* Aim: Leave out the pictures and copy every record exactly.

* Dataset excerpts:
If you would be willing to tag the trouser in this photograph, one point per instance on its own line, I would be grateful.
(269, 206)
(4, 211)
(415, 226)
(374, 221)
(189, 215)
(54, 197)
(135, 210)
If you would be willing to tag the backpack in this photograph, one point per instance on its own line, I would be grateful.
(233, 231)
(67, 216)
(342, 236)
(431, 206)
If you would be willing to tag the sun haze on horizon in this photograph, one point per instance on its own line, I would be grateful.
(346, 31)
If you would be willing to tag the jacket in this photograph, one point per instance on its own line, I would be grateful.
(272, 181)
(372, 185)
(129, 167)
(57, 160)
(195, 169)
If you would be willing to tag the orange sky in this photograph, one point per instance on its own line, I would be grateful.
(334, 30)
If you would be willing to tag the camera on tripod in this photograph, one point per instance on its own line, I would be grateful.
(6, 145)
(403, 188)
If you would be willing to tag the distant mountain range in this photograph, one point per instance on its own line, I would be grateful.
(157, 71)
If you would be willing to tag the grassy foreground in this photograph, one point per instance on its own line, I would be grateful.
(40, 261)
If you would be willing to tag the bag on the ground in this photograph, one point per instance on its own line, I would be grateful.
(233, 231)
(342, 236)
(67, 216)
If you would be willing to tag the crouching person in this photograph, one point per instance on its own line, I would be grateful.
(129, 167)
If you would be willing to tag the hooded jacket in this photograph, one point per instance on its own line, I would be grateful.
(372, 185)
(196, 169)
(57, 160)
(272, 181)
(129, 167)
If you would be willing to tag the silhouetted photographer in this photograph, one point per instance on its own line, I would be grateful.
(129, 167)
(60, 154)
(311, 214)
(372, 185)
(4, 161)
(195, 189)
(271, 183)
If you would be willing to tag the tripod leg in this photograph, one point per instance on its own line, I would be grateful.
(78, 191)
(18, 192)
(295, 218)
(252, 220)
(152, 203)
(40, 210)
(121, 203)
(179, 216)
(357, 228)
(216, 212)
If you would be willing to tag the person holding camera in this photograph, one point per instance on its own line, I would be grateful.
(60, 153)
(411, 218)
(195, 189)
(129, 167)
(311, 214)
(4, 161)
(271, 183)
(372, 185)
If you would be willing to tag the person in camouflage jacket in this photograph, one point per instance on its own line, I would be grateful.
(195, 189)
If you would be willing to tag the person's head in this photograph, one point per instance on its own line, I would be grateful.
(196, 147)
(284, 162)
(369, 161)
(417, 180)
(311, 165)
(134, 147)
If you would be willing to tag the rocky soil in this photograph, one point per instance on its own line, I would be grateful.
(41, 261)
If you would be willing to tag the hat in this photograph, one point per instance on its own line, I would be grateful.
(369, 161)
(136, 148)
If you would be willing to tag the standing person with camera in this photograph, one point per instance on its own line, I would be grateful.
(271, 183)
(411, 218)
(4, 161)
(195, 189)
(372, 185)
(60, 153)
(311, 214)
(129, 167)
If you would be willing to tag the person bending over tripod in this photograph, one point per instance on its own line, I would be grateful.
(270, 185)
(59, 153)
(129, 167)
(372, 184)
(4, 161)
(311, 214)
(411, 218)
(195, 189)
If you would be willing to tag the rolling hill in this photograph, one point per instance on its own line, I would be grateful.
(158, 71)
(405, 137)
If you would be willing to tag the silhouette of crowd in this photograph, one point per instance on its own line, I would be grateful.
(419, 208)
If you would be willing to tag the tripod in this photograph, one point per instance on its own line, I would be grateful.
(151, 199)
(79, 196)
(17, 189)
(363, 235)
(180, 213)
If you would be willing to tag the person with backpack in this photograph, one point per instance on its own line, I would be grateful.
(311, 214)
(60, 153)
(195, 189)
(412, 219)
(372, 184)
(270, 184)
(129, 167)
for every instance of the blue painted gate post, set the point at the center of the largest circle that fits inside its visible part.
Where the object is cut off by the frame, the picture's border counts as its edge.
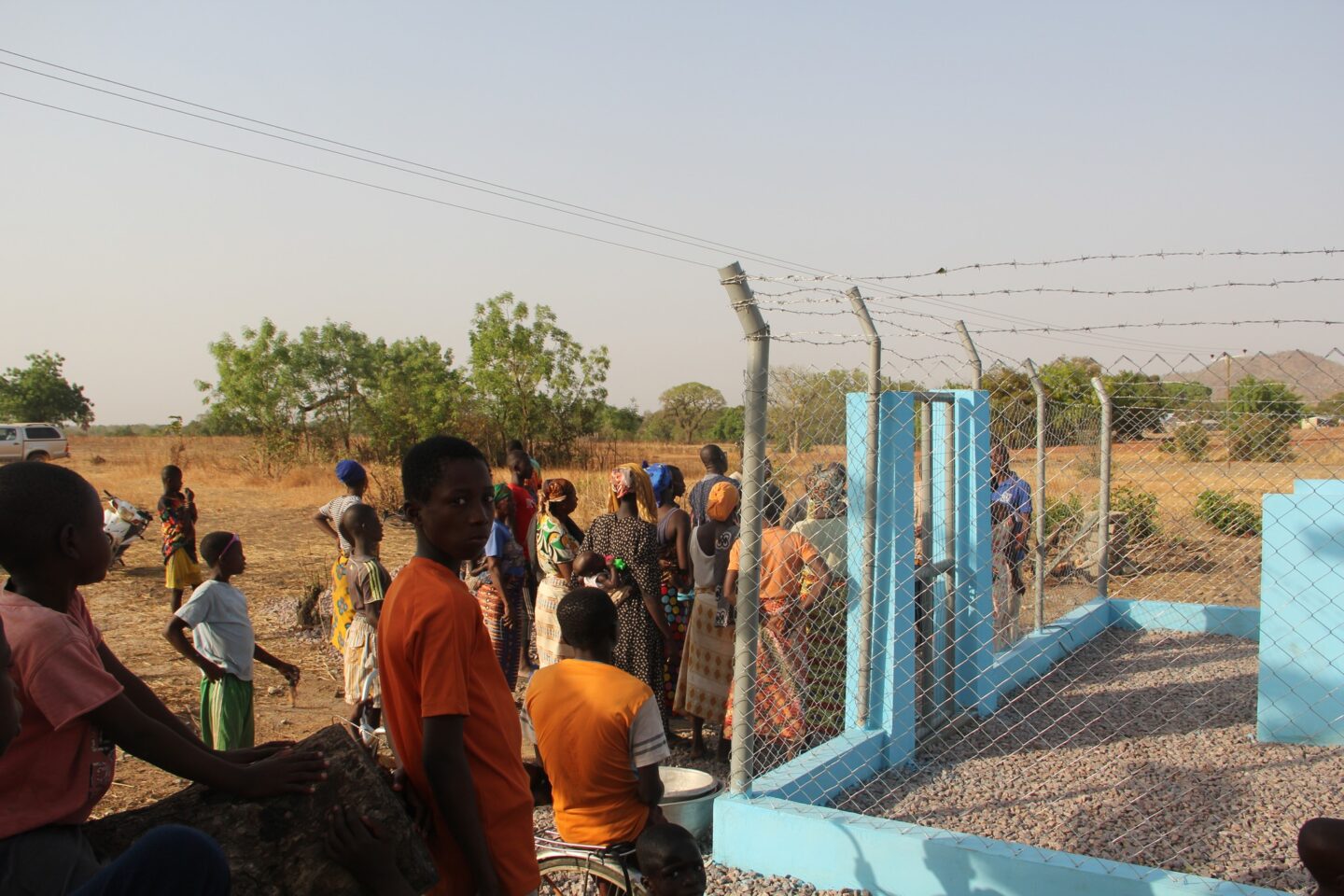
(972, 649)
(891, 694)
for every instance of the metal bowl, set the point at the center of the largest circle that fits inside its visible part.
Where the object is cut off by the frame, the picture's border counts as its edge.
(684, 783)
(689, 800)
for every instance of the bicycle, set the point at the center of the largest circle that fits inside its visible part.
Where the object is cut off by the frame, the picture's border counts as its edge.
(576, 869)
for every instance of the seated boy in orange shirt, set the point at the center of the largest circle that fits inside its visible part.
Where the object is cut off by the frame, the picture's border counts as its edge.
(445, 704)
(597, 731)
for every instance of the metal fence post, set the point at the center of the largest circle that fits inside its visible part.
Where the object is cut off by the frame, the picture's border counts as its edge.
(972, 355)
(1038, 517)
(753, 477)
(1103, 493)
(870, 504)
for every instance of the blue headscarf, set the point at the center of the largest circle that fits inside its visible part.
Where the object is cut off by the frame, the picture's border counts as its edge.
(660, 477)
(351, 473)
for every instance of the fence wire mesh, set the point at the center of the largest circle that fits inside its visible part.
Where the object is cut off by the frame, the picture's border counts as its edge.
(1139, 746)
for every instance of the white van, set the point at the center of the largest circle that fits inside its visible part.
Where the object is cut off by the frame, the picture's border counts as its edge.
(33, 442)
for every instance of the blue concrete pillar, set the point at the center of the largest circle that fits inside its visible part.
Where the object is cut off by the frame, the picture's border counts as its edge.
(969, 523)
(891, 693)
(1301, 638)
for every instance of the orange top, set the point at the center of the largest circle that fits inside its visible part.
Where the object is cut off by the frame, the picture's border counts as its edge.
(582, 713)
(434, 658)
(784, 555)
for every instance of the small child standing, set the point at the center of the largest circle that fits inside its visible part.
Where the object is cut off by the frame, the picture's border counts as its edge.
(369, 581)
(327, 519)
(669, 861)
(177, 513)
(225, 647)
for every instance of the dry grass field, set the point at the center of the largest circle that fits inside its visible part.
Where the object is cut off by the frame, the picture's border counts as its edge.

* Response to the task:
If you would be willing to tag the trouser in this photograph, one point per instance on its own line, I would be grateful.
(269, 206)
(4, 211)
(415, 226)
(374, 221)
(189, 215)
(54, 197)
(135, 210)
If you would be willing to tag the backpack in this photograph, one point per instance on its own line, I would be grateful.
(233, 231)
(67, 216)
(342, 236)
(431, 206)
If you would be willing to tag the sun haze on horizon in this photograph, one point per instance on its own line, I would be grateful.
(346, 31)
If you would be willing to tag the jacket in this photograph, one point per instance on its own line, I would be grateful.
(272, 181)
(372, 185)
(129, 167)
(57, 160)
(195, 169)
If you would be willing to tag the orange sky in this photograph, one point per instance on its own line, I would be grateful.
(334, 30)
If you would be willing to tag the camera on tripod in this photograph, one point per instance on its own line, I would be grateful.
(6, 145)
(403, 188)
If you would be willing to tag the distant mountain range in this photograph, one point per instance on its own line, I would be grateful.
(157, 71)
If you would be willing to tag the grassy foreground in this photograph, one point per instance on its own line, I would be grateful.
(40, 261)
If you would be willing to tag the bag on the ground in this photograph, one point per instance on its own line, I would be grateful.
(233, 231)
(342, 236)
(67, 216)
If you would be willing to tag the crouching person in this photograph, one point per instance on its own line, I would be grateful.
(129, 167)
If you would be willing to tag the hooded jacket in this photograph, one point per instance on its own line, I would be grateful.
(372, 185)
(196, 169)
(57, 160)
(272, 181)
(129, 167)
If you would be willing to tag the silhouetted photographer in this photograph, one point per instance on its own line, I would be grateful.
(129, 167)
(60, 154)
(311, 214)
(372, 185)
(4, 161)
(195, 189)
(271, 183)
If you would be willing to tag the tripod leg in this photograph, one point per instance on its own line, I would be grateful.
(78, 191)
(18, 192)
(295, 218)
(252, 220)
(152, 203)
(40, 210)
(121, 203)
(179, 216)
(357, 228)
(216, 212)
If you would be willing to tag the person holding camera in this photograph, one point per instance on its own line, I would be grateful.
(60, 153)
(411, 218)
(195, 189)
(129, 167)
(311, 214)
(4, 161)
(271, 183)
(372, 185)
If you would be willing to tag the person in camouflage jacket in this photograph, one point per instance on its own line, I would be grateful.
(195, 189)
If you would be willing to tag the person's head in this photograph, one point per instance on its own line, I would be grateful.
(196, 147)
(284, 162)
(369, 161)
(417, 180)
(311, 165)
(134, 147)
If you would be willing to tag the rocky soil in this photograph, one point per instance on its own line, I would be grateful.
(41, 261)
If you would be willing to tag the hat in this photograph, one point per instance on its own line, I would be grateful.
(369, 161)
(136, 148)
If you would be willing to tag the standing person with camera in this photograph, one point per instance on its own line, I would be grateful.
(271, 183)
(411, 218)
(4, 161)
(195, 189)
(372, 185)
(60, 153)
(311, 214)
(129, 167)
If you would be willing to tag the person bending over tripod in this photograph, one point per instance on its own line, I would be grateful.
(270, 185)
(59, 153)
(129, 167)
(372, 184)
(4, 161)
(311, 214)
(411, 218)
(195, 189)
If you would be willing to tag the rolling hill in this photograph, one point per instance on its own line, I would be grateful.
(158, 71)
(405, 137)
If you would be willing to tag the silhouette of crowd in this photograph, one point per instance on its own line, I would be grateful.
(419, 208)
If you would be willing to tag the tripod in this photograph, one point per instance on its own line, I would be grateful.
(151, 199)
(79, 196)
(17, 189)
(363, 235)
(180, 213)
If you would be willing to tag the person with backpack in this photograph, one point per instance on its own line, I would be grateful.
(311, 214)
(60, 153)
(195, 189)
(412, 219)
(372, 184)
(270, 184)
(129, 167)
for every instance of the blue painted gate post, set the point at the center of the largest circle that fits inside its visible part.
Where the object is cut off by the frame, the picture's border counts as its edge.
(972, 649)
(891, 694)
for every instance of the metal bowl, set the point at the center of the largest circle that fits inside its visible part.
Where the object is cut off by the frame, the picture's border counts as its edge.
(684, 783)
(689, 800)
for every instance of the bicycle, set the point at the center of the largest circle that fits inside its visible part.
Where the object is cut off by the frame, the picture's border counts as its edge.
(576, 869)
for every instance of the seated boy in orange shirt, set the point at the center of the largest circle that fits inside its visible part.
Where the object is cut off by the frame, the picture's border counts as its edge.
(445, 704)
(597, 731)
for every instance of the metal fence post, set the point at the center of the largest circle that fits inside its visible part.
Where the object is cut off by the frame, the picture's border counts as its edge.
(972, 355)
(1038, 517)
(753, 477)
(1103, 493)
(870, 504)
for every instance of the blue headscarf, set the point at the center of the largest circle that fits inside its visible part.
Where the object is cut off by the frame, the picture's border counts as its edge.
(660, 477)
(351, 473)
for every instance of the fence wire mesh, set the point at the center of the largest circle that fits inside its visible part.
Where the object is cut off by the frame, the picture's border counts as its edge.
(1139, 746)
for every instance of the white van, set the point at the center of the largest circle that fits inside its visible part.
Where the object is cut off by the frame, the picture's border counts as its edge.
(33, 442)
for every instance of the blue concrete pillar, set the point at the center of the largest circle that fits inside its visible part.
Where the object is cut off by the frame, the picture's border counts as its edge.
(969, 523)
(891, 693)
(1301, 638)
for every instance of the orange top, set the point at the center of the largest circle that fits inside its visible part.
Where the object is cut off by the frame, the picture's border counts as its edge.
(582, 713)
(434, 658)
(784, 555)
for every instance of the small child standing, set the point at the center of the largest circle that fits inside its visible part.
Where the object is cut off by the frame, the picture's border counts as its edge.
(369, 581)
(327, 519)
(669, 861)
(177, 513)
(225, 647)
for every instance of the dry grass field, set the point at the center of the largest circle that fits inside its visible part.
Where the object is cut off by the frame, the picture's border counts as its edge.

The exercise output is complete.